Problems to work on:
• A. In the Paris travel post, reproduce the text verbatim between "paris romantique." and "family of 14.", inclusive.
• B. Render this sentence from the Paris travel post in Spanish: "We took public transportation which is so cheap but a huge hassle."
• C. According to the Paris travel post, why was a hostel further south of the city reserved?

Document extract:
Friday, March 20, 2009

paris romantique.

So, last but not least, my romantic trip to Paris. Just first let me say, despite the miserable trip back, Matt Collins lightened our hearts by telling stories about his Irish Catholic family of 12. One of their family events was even going to see "Cheaper by the Dozen." They took up an entire row. I could never even begin to think about cooking for a family of 14.

Anyways, PARISSSSS. We took public transportation which is so cheap but a huge hassle. Took us about 2 and a half hours to the airport. We met a really nice woman on the plane who was studying Italian, but who had just ben in Namibia working with a program for a couple weeks. Since we were still unsure of where we were staying we hinted at staying with her, but she quickly informed us her place was even too small for her to sleep in. Bummer. We took the hour long bus ride into the heart of Paris where we met a young attractive and wasted french man. He was still in his suit and tie coming from a raging party of some ritzy looking bar. He informed us that every Thursday night the business workers of Paris go out straight from work and get drunk. Sounds like a good plan to me! He helped us find the metro which was nice. He was also a potential crashing place in the back or our oh so desperate minds. On the metro we met 3 more men all from South Africa. One was younger than the other two, and he had just won best young agricultural farmer. The two older men had brought him there to receive his award at the convention. I think he won the award for baby tomatoes? Who knows... anyways they didn't stop talking about how this young farmer (mind you young meaning early 30s -- NOT attractive) promised his mother he would come home with a wife. Suggesting either Lauren or I should wed this unattractive 30 some year old man. They even offered to buy us sushi at their hotel but we politely declined. The 50 year old + men were not happy about it either. "3-none offer, your loss" one of them said. Anyways we of course we proceeded to get lost in trying to find our hostel. Once we found it though the place was super cool. St. Christopher's hostel has a very young atmosphere, a bar and club scene within the hostel. Probably best hostel bed situation I have ever been to as well. We had curtains across our bed so we wouldn't be disturbed in the morning, and pull out crates for security purposes to put your things in. We were on opposite sides of the room, Lauren and I always feel strange if I don't sleep below her haha. Weird I know. Anyways, we went and got some delicious pizza. Pepperoni and green pepper! So good. Went home and went to bed.

We unfortunately missed free breakfast but met some of our roommates. Two really nice girls from Australia, they gave us some free alcohol as well. They had been traveling for a month, Paris was their last stop. They had already been to London and Dublin. Two places of which I do not plan on going to. We had some delicious shakes, reserved a hostel further south of the city because St. Christopher's was too expensive to stay at over the weekend, and were on our way to Versailles. This is when the chaos of the weekend begins.

Records supplied:
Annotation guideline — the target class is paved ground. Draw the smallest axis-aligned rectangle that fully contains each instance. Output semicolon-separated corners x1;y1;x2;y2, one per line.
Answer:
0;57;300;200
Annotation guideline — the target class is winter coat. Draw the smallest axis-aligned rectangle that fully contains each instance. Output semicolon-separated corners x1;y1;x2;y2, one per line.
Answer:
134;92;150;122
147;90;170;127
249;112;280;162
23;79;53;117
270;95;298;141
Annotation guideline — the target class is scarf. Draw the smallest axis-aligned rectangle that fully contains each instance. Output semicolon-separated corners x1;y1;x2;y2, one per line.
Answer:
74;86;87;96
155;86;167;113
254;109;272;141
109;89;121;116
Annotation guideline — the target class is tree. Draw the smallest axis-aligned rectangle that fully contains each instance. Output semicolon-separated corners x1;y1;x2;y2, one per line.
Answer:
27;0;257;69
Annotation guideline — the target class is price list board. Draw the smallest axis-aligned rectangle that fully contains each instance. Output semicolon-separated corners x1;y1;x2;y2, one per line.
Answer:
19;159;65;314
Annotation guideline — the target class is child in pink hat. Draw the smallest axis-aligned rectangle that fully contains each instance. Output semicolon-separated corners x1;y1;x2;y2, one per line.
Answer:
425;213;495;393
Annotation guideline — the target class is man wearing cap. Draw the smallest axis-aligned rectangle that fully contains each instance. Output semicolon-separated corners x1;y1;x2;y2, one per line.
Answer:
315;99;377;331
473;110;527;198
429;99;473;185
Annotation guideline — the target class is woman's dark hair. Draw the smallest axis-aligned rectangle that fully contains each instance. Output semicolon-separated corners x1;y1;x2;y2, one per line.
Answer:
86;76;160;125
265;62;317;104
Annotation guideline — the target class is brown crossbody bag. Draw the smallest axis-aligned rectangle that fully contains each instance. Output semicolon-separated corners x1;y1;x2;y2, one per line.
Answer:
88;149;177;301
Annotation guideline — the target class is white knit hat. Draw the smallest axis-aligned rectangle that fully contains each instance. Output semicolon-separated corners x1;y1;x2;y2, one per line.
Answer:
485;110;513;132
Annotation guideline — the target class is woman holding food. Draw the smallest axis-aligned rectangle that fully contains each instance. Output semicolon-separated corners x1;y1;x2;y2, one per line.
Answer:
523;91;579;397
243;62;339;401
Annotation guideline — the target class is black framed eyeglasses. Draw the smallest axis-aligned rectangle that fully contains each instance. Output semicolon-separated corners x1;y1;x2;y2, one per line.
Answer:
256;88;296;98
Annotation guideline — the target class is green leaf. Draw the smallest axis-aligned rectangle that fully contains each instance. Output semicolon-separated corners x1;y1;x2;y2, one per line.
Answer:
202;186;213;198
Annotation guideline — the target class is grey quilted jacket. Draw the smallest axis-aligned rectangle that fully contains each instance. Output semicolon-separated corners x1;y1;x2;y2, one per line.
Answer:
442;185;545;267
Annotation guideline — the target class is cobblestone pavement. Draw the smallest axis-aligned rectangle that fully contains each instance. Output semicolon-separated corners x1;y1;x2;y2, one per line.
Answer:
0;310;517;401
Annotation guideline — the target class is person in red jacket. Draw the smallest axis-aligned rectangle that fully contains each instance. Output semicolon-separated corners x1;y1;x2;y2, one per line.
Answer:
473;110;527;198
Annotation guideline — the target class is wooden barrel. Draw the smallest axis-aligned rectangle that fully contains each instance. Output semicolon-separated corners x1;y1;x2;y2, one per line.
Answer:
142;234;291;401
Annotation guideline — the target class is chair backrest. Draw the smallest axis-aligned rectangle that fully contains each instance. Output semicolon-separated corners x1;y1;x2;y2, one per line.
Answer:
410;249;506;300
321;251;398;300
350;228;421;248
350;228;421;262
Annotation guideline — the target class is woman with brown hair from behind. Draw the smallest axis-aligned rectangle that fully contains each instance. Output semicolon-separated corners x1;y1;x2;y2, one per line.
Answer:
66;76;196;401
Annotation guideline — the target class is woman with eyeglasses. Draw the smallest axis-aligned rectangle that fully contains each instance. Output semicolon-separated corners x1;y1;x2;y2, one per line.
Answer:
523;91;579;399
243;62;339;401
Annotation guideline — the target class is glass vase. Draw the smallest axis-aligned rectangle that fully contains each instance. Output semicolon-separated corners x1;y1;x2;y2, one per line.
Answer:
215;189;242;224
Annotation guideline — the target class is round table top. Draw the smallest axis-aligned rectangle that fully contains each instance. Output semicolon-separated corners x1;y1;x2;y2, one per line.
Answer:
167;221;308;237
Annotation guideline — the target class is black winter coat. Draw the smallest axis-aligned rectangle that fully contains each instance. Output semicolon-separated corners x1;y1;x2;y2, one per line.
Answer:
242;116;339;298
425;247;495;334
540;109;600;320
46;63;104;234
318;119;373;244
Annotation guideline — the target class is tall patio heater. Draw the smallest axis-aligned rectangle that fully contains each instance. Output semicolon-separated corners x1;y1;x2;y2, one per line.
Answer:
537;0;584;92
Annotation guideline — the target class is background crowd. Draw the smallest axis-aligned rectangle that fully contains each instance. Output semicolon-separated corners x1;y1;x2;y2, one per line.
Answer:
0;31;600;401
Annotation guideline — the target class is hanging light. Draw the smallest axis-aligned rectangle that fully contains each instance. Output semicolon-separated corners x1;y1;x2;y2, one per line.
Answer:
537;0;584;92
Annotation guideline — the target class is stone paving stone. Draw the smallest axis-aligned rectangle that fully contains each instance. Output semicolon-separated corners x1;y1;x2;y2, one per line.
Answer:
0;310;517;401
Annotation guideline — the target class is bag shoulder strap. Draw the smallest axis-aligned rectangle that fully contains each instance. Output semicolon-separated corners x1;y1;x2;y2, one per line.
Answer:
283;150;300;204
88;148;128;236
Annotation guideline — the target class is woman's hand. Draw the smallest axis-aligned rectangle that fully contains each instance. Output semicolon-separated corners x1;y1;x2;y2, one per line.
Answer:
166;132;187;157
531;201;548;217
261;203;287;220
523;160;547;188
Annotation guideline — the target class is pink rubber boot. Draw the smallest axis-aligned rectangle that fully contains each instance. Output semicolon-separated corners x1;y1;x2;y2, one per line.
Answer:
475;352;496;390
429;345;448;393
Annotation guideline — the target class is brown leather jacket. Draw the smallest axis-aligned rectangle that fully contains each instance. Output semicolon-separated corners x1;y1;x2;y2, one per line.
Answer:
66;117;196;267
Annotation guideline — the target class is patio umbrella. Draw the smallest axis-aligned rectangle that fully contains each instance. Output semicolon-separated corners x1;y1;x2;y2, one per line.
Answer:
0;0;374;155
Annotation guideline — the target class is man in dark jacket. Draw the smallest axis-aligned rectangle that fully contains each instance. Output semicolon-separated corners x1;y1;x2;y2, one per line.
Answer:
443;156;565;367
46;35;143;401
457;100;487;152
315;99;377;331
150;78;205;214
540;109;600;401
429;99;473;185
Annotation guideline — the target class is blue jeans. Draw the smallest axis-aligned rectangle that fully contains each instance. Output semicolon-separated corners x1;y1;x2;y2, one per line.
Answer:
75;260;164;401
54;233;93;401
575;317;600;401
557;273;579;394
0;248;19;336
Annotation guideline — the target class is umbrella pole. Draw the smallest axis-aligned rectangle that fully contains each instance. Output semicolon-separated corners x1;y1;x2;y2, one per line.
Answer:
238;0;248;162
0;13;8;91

Task results:
• A.
paris romantique.

So, last but not least, my romantic trip to Paris. Just first let me say, despite the miserable trip back, Matt Collins lightened our hearts by telling stories about his Irish Catholic family of 12. One of their family events was even going to see "Cheaper by the Dozen." They took up an entire row. I could never even begin to think about cooking for a family of 14.

• B. Tomamos el transporte público, que es muy barato pero una gran molestia.

• C. St. Christopher's was too expensive to stay at over the weekend.